» **To do**:
Leave out the pictures and repeat the data exactly.

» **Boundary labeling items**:
>>>>>

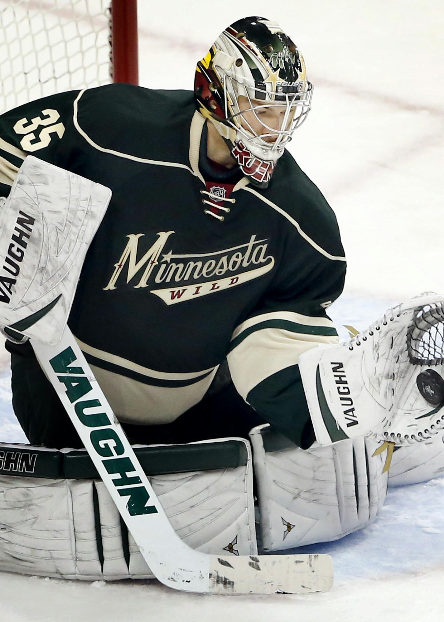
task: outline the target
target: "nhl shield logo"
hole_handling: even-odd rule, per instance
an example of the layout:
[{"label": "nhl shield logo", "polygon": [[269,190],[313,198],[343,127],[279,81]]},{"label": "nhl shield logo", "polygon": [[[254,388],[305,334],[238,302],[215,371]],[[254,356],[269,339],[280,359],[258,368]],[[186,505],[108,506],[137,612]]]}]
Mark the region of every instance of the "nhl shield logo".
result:
[{"label": "nhl shield logo", "polygon": [[[213,195],[211,198],[213,201],[223,201],[225,198],[226,190],[221,186],[211,186],[210,192]],[[216,198],[216,197],[218,198]]]}]

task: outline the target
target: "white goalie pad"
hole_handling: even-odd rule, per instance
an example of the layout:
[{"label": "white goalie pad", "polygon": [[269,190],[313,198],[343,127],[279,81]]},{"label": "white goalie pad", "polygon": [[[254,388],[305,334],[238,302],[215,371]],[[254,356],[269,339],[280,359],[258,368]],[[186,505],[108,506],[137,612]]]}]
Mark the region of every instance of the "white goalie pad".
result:
[{"label": "white goalie pad", "polygon": [[428,440],[399,447],[393,454],[389,471],[389,486],[405,486],[444,476],[444,435]]},{"label": "white goalie pad", "polygon": [[387,492],[380,443],[361,437],[308,450],[267,424],[250,432],[264,550],[338,540],[371,522]]},{"label": "white goalie pad", "polygon": [[363,435],[397,445],[429,439],[444,428],[444,297],[399,304],[298,364],[321,445]]},{"label": "white goalie pad", "polygon": [[[150,478],[174,529],[193,549],[257,554],[251,450],[243,442],[246,465]],[[9,460],[23,472],[32,468],[29,456],[21,462],[20,445],[9,452],[1,447],[0,467]],[[0,570],[85,580],[154,578],[101,481],[21,474],[0,475]]]},{"label": "white goalie pad", "polygon": [[0,324],[56,345],[111,190],[29,156],[0,210]]}]

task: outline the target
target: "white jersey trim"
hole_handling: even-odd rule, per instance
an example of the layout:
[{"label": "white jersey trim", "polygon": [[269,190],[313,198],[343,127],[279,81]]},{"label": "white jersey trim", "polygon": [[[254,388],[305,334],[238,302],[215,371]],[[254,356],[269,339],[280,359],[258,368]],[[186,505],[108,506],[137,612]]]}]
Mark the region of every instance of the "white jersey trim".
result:
[{"label": "white jersey trim", "polygon": [[123,358],[122,356],[118,356],[116,355],[111,354],[110,352],[104,352],[103,350],[98,350],[97,348],[89,346],[76,338],[76,340],[80,346],[80,350],[83,352],[85,352],[85,354],[95,356],[96,358],[99,360],[105,361],[114,365],[118,365],[119,367],[121,367],[123,369],[135,371],[142,376],[146,376],[151,378],[157,378],[159,380],[192,380],[193,378],[198,378],[200,376],[205,374],[208,374],[216,369],[215,367],[210,367],[208,369],[203,369],[201,371],[191,371],[186,373],[158,371],[157,369],[150,369],[148,367],[143,367],[136,363],[133,363],[132,361],[129,361],[126,358]]},{"label": "white jersey trim", "polygon": [[2,183],[6,183],[8,186],[12,185],[18,171],[18,167],[0,156],[0,182]]},{"label": "white jersey trim", "polygon": [[83,91],[81,91],[74,101],[73,121],[74,123],[74,126],[78,133],[91,146],[91,147],[93,147],[98,151],[101,151],[103,153],[109,154],[111,156],[116,156],[118,157],[123,157],[126,160],[132,160],[134,162],[139,162],[142,164],[155,164],[158,166],[170,166],[176,169],[185,169],[186,170],[188,170],[190,173],[193,173],[193,170],[190,169],[189,166],[187,166],[186,164],[181,164],[179,162],[163,162],[160,160],[150,160],[147,158],[139,157],[137,156],[131,156],[129,154],[122,153],[120,151],[114,151],[114,149],[108,149],[104,147],[101,147],[99,145],[98,145],[97,143],[95,142],[94,141],[93,141],[92,139],[88,136],[86,132],[81,129],[77,119],[77,114],[78,113],[78,102],[86,90],[86,89],[83,89]]},{"label": "white jersey trim", "polygon": [[297,364],[303,352],[320,343],[337,343],[337,337],[262,328],[246,337],[227,356],[238,392],[246,401],[252,389],[274,374]]},{"label": "white jersey trim", "polygon": [[318,253],[320,253],[320,254],[321,255],[323,255],[324,257],[326,257],[329,259],[333,259],[333,261],[346,261],[345,257],[336,256],[335,255],[331,255],[330,254],[330,253],[327,253],[326,251],[325,251],[323,249],[323,248],[322,248],[321,246],[320,246],[319,244],[317,244],[316,242],[315,242],[313,240],[312,240],[312,238],[309,236],[308,236],[307,234],[307,233],[305,233],[302,231],[302,230],[300,228],[300,225],[299,225],[299,223],[297,221],[295,221],[294,220],[294,218],[292,218],[291,217],[291,216],[290,216],[289,214],[287,214],[286,211],[284,211],[284,210],[282,210],[282,208],[279,207],[275,203],[273,203],[272,201],[269,200],[269,199],[266,198],[265,197],[262,197],[262,195],[261,194],[260,194],[256,190],[253,190],[252,188],[247,188],[247,187],[245,187],[245,188],[243,188],[242,189],[244,190],[246,190],[247,192],[251,192],[252,194],[254,194],[258,198],[260,198],[261,201],[263,201],[264,203],[266,203],[267,205],[270,206],[270,207],[272,207],[272,208],[274,210],[275,210],[276,211],[277,211],[279,214],[282,214],[282,215],[285,218],[287,218],[287,220],[289,222],[290,222],[292,223],[292,225],[293,225],[297,229],[297,230],[298,230],[298,231],[299,233],[299,234],[301,236],[301,237],[303,238],[303,239],[307,242],[308,242],[308,244],[311,246],[313,246],[313,248],[315,250],[317,250]]},{"label": "white jersey trim", "polygon": [[247,328],[255,326],[256,324],[261,324],[263,322],[269,320],[286,320],[288,322],[294,322],[295,324],[303,324],[304,326],[323,327],[329,328],[334,328],[335,325],[333,322],[326,317],[310,317],[309,315],[302,315],[302,313],[295,313],[292,311],[274,311],[271,313],[264,313],[261,315],[255,315],[254,317],[249,318],[243,322],[241,324],[234,330],[231,341],[238,337],[241,333]]},{"label": "white jersey trim", "polygon": [[11,154],[11,156],[15,156],[16,157],[19,157],[22,160],[24,160],[27,155],[24,151],[22,151],[17,147],[14,147],[14,145],[9,144],[2,138],[0,138],[0,149],[6,151],[6,153]]}]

<<<<<

» **Full output**:
task: outline the target
target: "nhl shield logo"
hole_handling: even-odd rule, per instance
an example of the layout:
[{"label": "nhl shield logo", "polygon": [[269,190],[313,198],[343,127],[279,81]]},{"label": "nhl shield logo", "polygon": [[[254,388],[305,334],[238,302],[215,371]],[[254,356],[269,339],[280,359],[258,368]],[[186,505],[108,506],[137,612]]]}]
Mark the region of every instance of the "nhl shield logo".
result:
[{"label": "nhl shield logo", "polygon": [[[213,195],[211,198],[213,201],[223,201],[225,198],[226,190],[221,186],[211,186],[210,192]],[[216,198],[216,197],[218,198]]]}]

task: outline the target
target: "white goalie pad"
hole_handling: even-odd rule, per instance
an example of the layout:
[{"label": "white goalie pad", "polygon": [[269,190],[313,198],[343,127],[279,81]]},{"label": "white goalie pad", "polygon": [[[254,388],[305,334],[238,302],[215,371]],[[254,356],[269,339],[280,359],[258,368]],[[186,505],[108,506],[137,612]]]}]
Mark the region of every instance of the "white goalie pad".
result:
[{"label": "white goalie pad", "polygon": [[428,440],[399,447],[393,454],[389,471],[389,486],[405,486],[444,476],[444,435]]},{"label": "white goalie pad", "polygon": [[387,492],[380,443],[361,437],[308,450],[267,424],[250,432],[264,550],[338,540],[371,522]]},{"label": "white goalie pad", "polygon": [[363,435],[397,445],[429,439],[444,428],[444,297],[399,304],[298,364],[321,445]]},{"label": "white goalie pad", "polygon": [[[150,478],[174,529],[193,549],[257,554],[251,450],[243,442],[246,465]],[[9,460],[23,472],[32,468],[29,456],[21,462],[20,445],[9,452],[1,447],[0,467]],[[0,570],[85,580],[154,578],[101,481],[21,474],[0,475]]]},{"label": "white goalie pad", "polygon": [[0,324],[56,345],[111,190],[29,156],[0,210]]}]

task: outline the target
target: "white jersey trim"
hole_handling: even-odd rule, per instance
an example of the layout:
[{"label": "white jersey trim", "polygon": [[269,190],[313,198],[343,127],[279,81]]},{"label": "white jersey trim", "polygon": [[[254,388],[305,334],[238,302],[215,371]],[[254,356],[269,339],[280,359],[258,368]],[[186,505],[108,506],[137,612]]]}]
Mark the region of every instance of the "white jersey trim".
result:
[{"label": "white jersey trim", "polygon": [[123,358],[122,356],[118,356],[116,355],[111,354],[110,352],[104,352],[103,350],[98,350],[97,348],[89,346],[76,338],[76,340],[80,346],[80,350],[83,352],[85,352],[85,354],[95,356],[96,358],[99,360],[105,361],[114,365],[118,365],[119,367],[121,367],[123,369],[135,371],[142,376],[146,376],[151,378],[157,378],[159,380],[192,380],[193,378],[198,378],[200,376],[205,374],[208,374],[216,369],[215,367],[210,367],[208,369],[203,369],[201,371],[191,371],[186,373],[158,371],[157,369],[150,369],[148,367],[143,367],[136,363],[133,363],[132,361],[129,361],[126,358]]},{"label": "white jersey trim", "polygon": [[2,183],[6,183],[8,186],[12,185],[18,171],[18,167],[0,156],[0,182]]},{"label": "white jersey trim", "polygon": [[83,91],[81,91],[74,101],[73,121],[74,123],[74,126],[78,133],[91,146],[91,147],[93,147],[98,151],[101,151],[103,153],[109,154],[111,156],[116,156],[118,157],[123,157],[126,160],[132,160],[134,162],[139,162],[142,164],[155,164],[158,166],[170,166],[176,169],[185,169],[186,170],[188,170],[190,173],[193,173],[193,170],[190,169],[189,166],[187,166],[186,164],[181,164],[179,162],[163,162],[160,160],[150,160],[147,158],[139,157],[137,156],[131,156],[129,154],[122,153],[120,151],[114,151],[114,149],[108,149],[104,147],[101,147],[99,145],[98,145],[97,143],[95,142],[94,141],[93,141],[92,139],[88,136],[86,132],[81,129],[77,119],[77,114],[78,113],[78,102],[86,90],[86,89],[83,89]]},{"label": "white jersey trim", "polygon": [[297,364],[303,352],[320,343],[337,343],[337,337],[262,328],[246,337],[227,356],[238,392],[246,401],[252,389],[274,374]]},{"label": "white jersey trim", "polygon": [[318,253],[320,253],[320,254],[321,255],[323,255],[324,257],[326,257],[329,259],[333,259],[333,261],[346,261],[345,257],[336,256],[335,255],[331,255],[330,254],[330,253],[327,253],[326,251],[325,251],[323,249],[323,248],[322,248],[321,246],[320,246],[319,244],[317,244],[316,242],[315,242],[313,240],[312,240],[312,238],[309,236],[308,236],[307,234],[307,233],[305,233],[302,231],[302,230],[300,228],[300,225],[299,225],[299,223],[297,221],[295,221],[294,220],[294,218],[292,218],[291,217],[291,216],[290,216],[289,214],[287,214],[286,211],[284,211],[284,210],[282,210],[282,208],[279,207],[275,203],[273,203],[272,201],[269,200],[269,199],[266,198],[265,197],[262,197],[262,195],[261,194],[260,194],[256,190],[253,190],[252,188],[247,188],[247,187],[245,187],[245,188],[243,188],[242,189],[244,190],[246,190],[247,192],[251,192],[252,194],[254,194],[258,198],[260,198],[261,201],[263,201],[264,203],[266,203],[267,205],[270,206],[270,207],[272,207],[272,208],[274,210],[275,210],[276,211],[277,211],[279,214],[282,214],[282,215],[285,218],[287,218],[287,220],[289,222],[290,222],[292,223],[292,225],[293,225],[297,229],[297,230],[298,230],[298,231],[299,233],[299,234],[301,236],[301,237],[303,238],[303,239],[307,242],[308,242],[308,244],[311,246],[313,246],[313,248],[315,250],[317,250]]},{"label": "white jersey trim", "polygon": [[247,328],[255,326],[256,324],[261,324],[263,322],[269,320],[286,320],[288,322],[294,322],[295,324],[303,324],[304,326],[323,327],[329,328],[334,328],[335,325],[333,322],[326,317],[310,317],[309,315],[302,315],[302,313],[295,313],[292,311],[274,311],[271,313],[264,313],[261,315],[255,315],[254,317],[249,318],[243,322],[241,324],[234,330],[231,341],[238,337],[241,333]]},{"label": "white jersey trim", "polygon": [[11,154],[11,156],[15,156],[16,157],[19,157],[22,160],[24,160],[27,155],[24,151],[22,151],[17,147],[14,147],[14,145],[9,144],[2,138],[0,138],[0,149],[6,151],[6,153]]}]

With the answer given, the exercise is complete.